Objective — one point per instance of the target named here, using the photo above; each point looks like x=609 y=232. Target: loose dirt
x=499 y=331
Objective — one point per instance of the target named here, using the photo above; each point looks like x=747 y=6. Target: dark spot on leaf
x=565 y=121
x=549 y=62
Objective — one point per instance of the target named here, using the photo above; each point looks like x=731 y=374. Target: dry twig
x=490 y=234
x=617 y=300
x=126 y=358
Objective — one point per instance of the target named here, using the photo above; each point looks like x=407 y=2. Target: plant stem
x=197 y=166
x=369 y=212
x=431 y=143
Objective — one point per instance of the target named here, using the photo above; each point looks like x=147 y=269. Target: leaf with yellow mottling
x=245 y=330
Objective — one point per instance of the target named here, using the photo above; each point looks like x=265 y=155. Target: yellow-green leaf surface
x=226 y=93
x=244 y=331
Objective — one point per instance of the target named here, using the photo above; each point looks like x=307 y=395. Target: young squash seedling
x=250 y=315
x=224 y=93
-.-.-
**Tarea a realizar**
Reescribe todas las líneas del listado anterior, con las indicaciones incluidas, y desplaza cada coordenada de las respuestas sumándole 92. Las indicaciones y sus muestras de formato se quedan sin cambios.

**Resultado del ejercicio**
Objective — one point per instance of the target named here, using the photo above; each point looks like x=609 y=232. Target: loose dirt
x=591 y=423
Objective — one point per instance of the target named here, using the photo above; each point looks like x=747 y=6. Target: dark spot on leaf
x=657 y=213
x=641 y=154
Objective — one point per instance of the target named here, using the photo above; each point looks like x=731 y=374. Target: dry twig
x=582 y=326
x=709 y=392
x=218 y=450
Objective — one point per instance of the target named here, using the photo above; each point looks like x=407 y=2. Target: plant stem
x=289 y=258
x=461 y=304
x=523 y=235
Objective — one point per instance of the target named here, using the photo above; each point looks like x=147 y=269. Target: leaf with yellow mottling
x=337 y=422
Objective — one point per instance of the target named here, using the photo above; each point looks like x=265 y=155. Target: yellow-green leaf surface
x=318 y=185
x=336 y=423
Objective — one point per instance of the target named here, using the photo above; each point looks like x=307 y=395. Target: young squash seedling
x=342 y=407
x=316 y=185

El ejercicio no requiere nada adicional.